Search the data below, and report every line in which "navy" occurs.

START INFORMATION SUPPLIED

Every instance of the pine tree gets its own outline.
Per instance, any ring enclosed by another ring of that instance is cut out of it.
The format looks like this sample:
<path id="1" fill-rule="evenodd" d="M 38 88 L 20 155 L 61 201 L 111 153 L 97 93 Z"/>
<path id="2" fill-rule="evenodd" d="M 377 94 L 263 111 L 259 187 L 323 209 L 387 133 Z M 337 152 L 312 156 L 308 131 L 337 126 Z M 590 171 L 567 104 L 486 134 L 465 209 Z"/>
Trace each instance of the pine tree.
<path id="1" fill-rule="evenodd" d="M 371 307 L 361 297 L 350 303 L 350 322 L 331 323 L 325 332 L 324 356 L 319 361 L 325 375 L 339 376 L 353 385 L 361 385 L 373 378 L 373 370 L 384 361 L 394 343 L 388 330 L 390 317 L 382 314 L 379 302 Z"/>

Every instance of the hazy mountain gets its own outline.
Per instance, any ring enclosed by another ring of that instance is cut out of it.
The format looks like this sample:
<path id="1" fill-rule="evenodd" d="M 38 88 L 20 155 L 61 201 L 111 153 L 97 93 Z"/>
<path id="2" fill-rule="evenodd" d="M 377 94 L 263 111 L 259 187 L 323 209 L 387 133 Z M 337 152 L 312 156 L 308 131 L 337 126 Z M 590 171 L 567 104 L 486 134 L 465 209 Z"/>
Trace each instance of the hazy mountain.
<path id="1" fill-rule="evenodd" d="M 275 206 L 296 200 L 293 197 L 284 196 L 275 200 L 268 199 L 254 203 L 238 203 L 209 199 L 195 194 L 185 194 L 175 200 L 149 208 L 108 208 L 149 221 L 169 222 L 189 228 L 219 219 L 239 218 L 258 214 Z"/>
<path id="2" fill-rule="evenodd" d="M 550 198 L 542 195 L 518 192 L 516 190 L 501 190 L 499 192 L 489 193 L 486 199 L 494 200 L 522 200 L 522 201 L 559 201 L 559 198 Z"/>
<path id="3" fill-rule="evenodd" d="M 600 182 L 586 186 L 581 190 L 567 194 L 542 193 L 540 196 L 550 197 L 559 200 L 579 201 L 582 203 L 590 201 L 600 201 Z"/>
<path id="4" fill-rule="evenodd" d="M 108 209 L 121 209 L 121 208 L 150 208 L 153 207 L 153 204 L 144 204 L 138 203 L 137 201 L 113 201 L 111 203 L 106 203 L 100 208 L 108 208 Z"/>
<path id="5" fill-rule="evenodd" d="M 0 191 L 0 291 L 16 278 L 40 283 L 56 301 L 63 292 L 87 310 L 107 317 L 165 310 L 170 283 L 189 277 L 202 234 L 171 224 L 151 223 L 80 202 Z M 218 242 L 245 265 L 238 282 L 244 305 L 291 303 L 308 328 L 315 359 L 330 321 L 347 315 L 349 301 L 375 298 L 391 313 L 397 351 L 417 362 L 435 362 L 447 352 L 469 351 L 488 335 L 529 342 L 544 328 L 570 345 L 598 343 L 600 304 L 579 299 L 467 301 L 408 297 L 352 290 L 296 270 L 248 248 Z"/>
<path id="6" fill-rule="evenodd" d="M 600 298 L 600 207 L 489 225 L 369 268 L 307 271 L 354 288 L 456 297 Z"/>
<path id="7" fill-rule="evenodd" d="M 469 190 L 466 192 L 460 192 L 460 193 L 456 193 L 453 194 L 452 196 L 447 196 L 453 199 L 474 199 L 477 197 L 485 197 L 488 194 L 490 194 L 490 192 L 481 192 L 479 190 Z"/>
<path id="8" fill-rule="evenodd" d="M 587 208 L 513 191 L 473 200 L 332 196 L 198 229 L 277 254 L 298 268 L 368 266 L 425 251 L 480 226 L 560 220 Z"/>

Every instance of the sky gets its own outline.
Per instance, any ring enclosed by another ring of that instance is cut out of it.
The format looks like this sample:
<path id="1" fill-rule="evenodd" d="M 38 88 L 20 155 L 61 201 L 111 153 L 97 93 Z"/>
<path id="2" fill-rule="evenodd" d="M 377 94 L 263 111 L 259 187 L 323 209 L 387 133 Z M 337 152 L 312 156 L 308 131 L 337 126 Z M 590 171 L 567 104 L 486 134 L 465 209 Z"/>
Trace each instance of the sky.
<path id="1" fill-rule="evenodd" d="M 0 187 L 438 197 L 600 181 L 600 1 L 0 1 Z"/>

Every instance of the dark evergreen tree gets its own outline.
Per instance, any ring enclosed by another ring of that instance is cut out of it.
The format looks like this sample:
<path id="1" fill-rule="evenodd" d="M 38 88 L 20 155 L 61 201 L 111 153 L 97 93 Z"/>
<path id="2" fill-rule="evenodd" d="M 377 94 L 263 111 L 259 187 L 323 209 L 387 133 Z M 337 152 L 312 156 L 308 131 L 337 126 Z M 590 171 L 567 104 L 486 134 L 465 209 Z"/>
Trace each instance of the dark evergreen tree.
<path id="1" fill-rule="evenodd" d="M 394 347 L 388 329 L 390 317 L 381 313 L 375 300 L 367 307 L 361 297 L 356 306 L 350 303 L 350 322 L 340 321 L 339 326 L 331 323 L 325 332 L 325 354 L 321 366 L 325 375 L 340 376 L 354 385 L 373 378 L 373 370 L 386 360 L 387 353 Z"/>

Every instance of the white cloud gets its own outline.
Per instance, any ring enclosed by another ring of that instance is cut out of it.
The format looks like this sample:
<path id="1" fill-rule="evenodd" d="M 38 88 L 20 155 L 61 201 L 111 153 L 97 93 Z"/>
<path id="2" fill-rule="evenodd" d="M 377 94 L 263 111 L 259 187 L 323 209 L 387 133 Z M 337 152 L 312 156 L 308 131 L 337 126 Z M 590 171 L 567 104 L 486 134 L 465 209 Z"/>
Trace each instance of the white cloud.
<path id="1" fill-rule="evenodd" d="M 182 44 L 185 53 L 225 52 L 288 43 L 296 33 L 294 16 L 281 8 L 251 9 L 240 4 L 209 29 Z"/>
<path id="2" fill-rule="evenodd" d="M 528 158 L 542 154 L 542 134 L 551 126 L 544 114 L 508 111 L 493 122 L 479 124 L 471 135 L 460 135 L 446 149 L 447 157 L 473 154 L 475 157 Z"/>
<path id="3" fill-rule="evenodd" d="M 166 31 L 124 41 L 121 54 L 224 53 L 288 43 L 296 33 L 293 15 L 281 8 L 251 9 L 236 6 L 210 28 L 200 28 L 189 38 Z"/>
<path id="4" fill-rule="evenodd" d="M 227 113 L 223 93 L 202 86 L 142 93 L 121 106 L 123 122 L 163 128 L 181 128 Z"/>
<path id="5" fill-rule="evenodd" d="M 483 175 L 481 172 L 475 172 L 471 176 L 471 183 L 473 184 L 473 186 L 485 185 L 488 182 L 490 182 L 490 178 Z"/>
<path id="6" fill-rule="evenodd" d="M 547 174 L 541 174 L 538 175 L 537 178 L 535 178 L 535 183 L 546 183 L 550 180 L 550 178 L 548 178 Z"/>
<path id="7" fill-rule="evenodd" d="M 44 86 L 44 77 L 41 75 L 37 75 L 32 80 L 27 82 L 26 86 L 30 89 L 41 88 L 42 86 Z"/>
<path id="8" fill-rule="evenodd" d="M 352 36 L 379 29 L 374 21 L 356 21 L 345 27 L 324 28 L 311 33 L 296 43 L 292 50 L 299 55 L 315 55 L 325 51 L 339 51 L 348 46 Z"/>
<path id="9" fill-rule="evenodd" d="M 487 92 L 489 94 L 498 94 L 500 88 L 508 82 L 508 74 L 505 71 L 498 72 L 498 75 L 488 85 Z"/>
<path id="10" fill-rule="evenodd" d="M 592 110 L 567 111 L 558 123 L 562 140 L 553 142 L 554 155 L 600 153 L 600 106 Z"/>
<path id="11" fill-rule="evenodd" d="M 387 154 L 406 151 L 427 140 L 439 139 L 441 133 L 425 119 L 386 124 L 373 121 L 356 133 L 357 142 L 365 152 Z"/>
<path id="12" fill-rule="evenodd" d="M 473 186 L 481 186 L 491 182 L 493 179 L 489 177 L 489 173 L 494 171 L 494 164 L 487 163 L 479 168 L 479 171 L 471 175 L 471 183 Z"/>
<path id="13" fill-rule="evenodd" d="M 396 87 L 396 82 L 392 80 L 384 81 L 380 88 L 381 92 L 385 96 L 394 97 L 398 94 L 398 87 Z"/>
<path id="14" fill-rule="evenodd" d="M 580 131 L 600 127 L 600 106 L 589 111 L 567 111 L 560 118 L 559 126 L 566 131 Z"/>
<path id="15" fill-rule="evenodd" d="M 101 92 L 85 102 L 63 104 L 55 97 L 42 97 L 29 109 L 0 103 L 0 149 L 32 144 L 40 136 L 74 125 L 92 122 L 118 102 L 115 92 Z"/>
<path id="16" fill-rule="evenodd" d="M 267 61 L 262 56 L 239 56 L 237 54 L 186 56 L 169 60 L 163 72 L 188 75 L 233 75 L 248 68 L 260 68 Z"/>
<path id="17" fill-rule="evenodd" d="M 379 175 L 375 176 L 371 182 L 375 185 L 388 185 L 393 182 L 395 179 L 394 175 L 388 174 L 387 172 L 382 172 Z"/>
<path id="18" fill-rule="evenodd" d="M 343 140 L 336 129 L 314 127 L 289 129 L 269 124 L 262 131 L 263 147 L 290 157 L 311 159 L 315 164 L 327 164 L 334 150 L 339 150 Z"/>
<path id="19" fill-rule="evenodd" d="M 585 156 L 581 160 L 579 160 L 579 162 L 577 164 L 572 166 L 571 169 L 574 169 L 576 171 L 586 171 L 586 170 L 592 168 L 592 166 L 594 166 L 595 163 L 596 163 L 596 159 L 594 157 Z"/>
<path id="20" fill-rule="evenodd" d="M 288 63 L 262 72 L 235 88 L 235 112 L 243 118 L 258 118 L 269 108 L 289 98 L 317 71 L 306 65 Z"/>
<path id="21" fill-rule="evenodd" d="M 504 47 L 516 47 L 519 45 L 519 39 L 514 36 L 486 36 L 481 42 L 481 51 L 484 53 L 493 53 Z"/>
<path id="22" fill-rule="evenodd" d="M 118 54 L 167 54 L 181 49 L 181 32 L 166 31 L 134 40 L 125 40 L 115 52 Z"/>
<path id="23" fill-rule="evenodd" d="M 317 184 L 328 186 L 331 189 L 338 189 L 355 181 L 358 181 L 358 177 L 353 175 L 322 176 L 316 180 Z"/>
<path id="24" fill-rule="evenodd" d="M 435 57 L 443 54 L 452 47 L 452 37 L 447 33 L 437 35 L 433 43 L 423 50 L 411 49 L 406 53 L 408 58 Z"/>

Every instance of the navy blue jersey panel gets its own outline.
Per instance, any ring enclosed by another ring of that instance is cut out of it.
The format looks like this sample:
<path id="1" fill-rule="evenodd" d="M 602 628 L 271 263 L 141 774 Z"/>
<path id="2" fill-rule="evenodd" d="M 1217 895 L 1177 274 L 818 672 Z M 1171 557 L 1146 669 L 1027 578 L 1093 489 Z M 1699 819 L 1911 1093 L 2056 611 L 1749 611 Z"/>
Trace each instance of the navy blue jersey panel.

END INFORMATION SUPPLIED

= REPLY =
Every instance of the navy blue jersey panel gets its own outline.
Trace each instance of the navy blue jersey panel.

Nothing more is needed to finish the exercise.